Sayın Erdoğan Uşak'ta ziyaret ettiği engelliler okulunda öğrencilerle tek tek ilgilenir. Bir engelli kızımızı da kendi kızıyla, Sümeyye Hanım'la tanıştırdıktan sonra ona şöyle der:
" - Sen benim kızımdan güzelsin."
Engelli kız ağlamaya başlar. Herkes ağlar; öğretmenler, diğer engelli öğrenciler, polisler bile.
Sabah gazetesi yazarı duayen gazeteci Yavuz Donat'ın "Off The Record" adlı nehir söyleşi kitabında okudum bunu.
"Uşak'ta yaşanan bir olayı hiç unutmadım" diyerek anlatmış sevgili Şebnem Bursalı'ya. (Off The Record, Sayfa 350, Turkuvaz Kitap)
Yavuz Donat haklı, gerçekten de unutulacak gibi değil.
O kadar ki okuyunca benim de boğazım düğümlendi, ağlamamak için kendimi zor tuttum.
Hayır, bilmiyordum, 2011'de yaşanmış bu olaya ilk kez muttali oldum.
O vakitler Cumhurbaşkanımız Erdoğan dönemin başbakanıydı, yani, dahili ve harici bedhahlar "diktatör" algısının henüz lansman aşamasındaydılar.
***
Engelli bir kız çocuğuna "Sen benin kızımdan güzelsin" diyen bir yüreğe yapmadıkları çirkeflik kalmadı.
"
Diktatör" ha!
Hadi harici bedhahları biliyoruz, onlar "
Türkün ruh köküne" de düşman. Ya dahili bedhahlar?
Yatacak yerleri yok!..
Biz dönelim söz konusu kitaba.

• Kayıtlar:
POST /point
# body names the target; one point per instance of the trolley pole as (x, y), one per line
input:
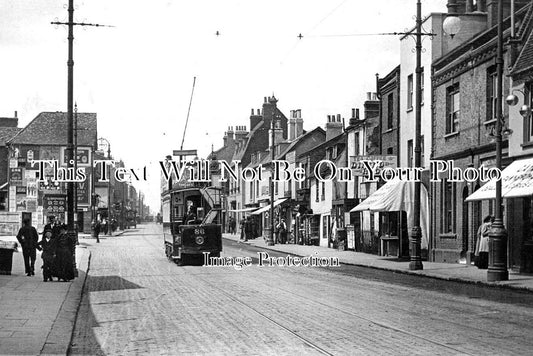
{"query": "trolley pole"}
(270, 241)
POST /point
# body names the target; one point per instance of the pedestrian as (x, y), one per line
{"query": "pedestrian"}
(96, 230)
(232, 225)
(482, 245)
(48, 246)
(243, 226)
(282, 228)
(247, 229)
(64, 252)
(105, 226)
(52, 226)
(28, 239)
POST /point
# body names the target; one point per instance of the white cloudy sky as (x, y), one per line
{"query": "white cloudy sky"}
(137, 76)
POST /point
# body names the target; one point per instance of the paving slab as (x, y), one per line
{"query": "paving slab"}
(38, 318)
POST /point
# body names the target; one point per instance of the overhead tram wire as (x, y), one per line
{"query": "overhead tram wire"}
(297, 42)
(188, 113)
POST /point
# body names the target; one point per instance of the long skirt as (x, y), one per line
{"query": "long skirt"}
(483, 260)
(63, 264)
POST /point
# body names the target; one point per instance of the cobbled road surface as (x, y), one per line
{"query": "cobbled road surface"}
(136, 302)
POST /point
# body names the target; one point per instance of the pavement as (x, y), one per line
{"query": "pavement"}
(445, 271)
(38, 318)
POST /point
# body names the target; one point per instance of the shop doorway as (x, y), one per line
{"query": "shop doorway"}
(25, 216)
(465, 227)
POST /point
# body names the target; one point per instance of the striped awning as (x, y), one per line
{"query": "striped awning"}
(266, 208)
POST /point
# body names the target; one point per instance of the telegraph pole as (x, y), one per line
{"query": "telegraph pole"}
(416, 233)
(70, 117)
(270, 240)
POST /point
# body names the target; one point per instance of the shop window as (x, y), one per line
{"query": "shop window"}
(448, 207)
(3, 203)
(528, 219)
(390, 110)
(453, 104)
(410, 92)
(492, 86)
(410, 153)
(422, 87)
(422, 155)
(528, 121)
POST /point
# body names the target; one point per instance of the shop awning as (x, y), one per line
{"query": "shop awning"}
(398, 195)
(517, 181)
(266, 208)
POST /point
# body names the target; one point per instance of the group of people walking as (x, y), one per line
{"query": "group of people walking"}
(57, 248)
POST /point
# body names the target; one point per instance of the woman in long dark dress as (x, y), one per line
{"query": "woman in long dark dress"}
(48, 246)
(63, 260)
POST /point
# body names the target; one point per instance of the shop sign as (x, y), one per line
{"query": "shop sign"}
(84, 191)
(55, 204)
(359, 168)
(15, 176)
(83, 156)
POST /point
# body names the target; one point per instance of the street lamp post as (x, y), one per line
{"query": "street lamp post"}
(109, 230)
(497, 270)
(416, 233)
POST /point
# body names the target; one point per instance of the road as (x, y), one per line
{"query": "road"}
(136, 302)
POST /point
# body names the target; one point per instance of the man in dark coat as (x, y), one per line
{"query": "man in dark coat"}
(48, 246)
(96, 230)
(28, 239)
(63, 261)
(52, 226)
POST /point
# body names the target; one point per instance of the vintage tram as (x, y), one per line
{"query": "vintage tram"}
(192, 222)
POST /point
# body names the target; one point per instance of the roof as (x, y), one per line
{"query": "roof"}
(7, 133)
(50, 128)
(524, 61)
(239, 154)
(324, 145)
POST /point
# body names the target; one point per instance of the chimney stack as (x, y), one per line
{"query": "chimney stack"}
(333, 126)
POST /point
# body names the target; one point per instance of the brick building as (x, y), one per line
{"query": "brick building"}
(8, 129)
(45, 138)
(464, 94)
(389, 119)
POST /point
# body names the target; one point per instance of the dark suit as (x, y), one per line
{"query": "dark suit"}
(28, 238)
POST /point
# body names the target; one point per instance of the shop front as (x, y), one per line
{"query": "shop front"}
(388, 213)
(517, 191)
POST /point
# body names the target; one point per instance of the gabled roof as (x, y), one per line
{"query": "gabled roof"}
(324, 145)
(50, 128)
(7, 133)
(524, 61)
(242, 151)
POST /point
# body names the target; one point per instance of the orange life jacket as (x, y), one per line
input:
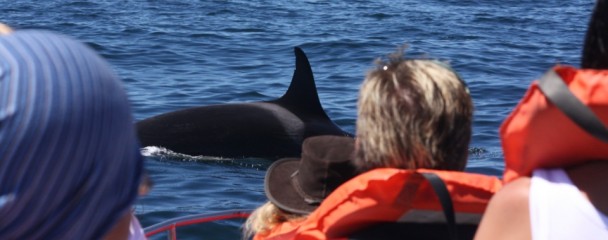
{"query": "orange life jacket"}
(539, 135)
(390, 195)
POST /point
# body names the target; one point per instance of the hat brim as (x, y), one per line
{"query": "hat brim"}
(279, 189)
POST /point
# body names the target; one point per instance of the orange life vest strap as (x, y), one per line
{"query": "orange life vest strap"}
(554, 88)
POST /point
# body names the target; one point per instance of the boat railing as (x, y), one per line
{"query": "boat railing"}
(171, 225)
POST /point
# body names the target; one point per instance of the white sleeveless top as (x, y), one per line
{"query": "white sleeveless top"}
(558, 210)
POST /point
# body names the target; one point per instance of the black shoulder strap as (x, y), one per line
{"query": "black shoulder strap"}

• Yapılacak işler:
(a) Metne göre Uşak'taki olay, Yavuz Donat'ın hangi adlı kitabında anlatılıyor?
(b) Metinde "O vakitler Cumhurbaşkanımız" sözleriyle başlayıp "yapmadıkları çirkeflik kalmadı." sözlerine kadar süren bölümü olduğu gibi yazın.
Kayıtlara gerek yoktur.

• Görev yanıtları:
(a) Off The Record

(b)
O vakitler Cumhurbaşkanımız Erdoğan dönemin başbakanıydı, yani, dahili ve harici bedhahlar "diktatör" algısının henüz lansman aşamasındaydılar.
***
Engelli bir kız çocuğuna "Sen benin kızımdan güzelsin" diyen bir yüreğe yapmadıkları çirkeflik kalmadı.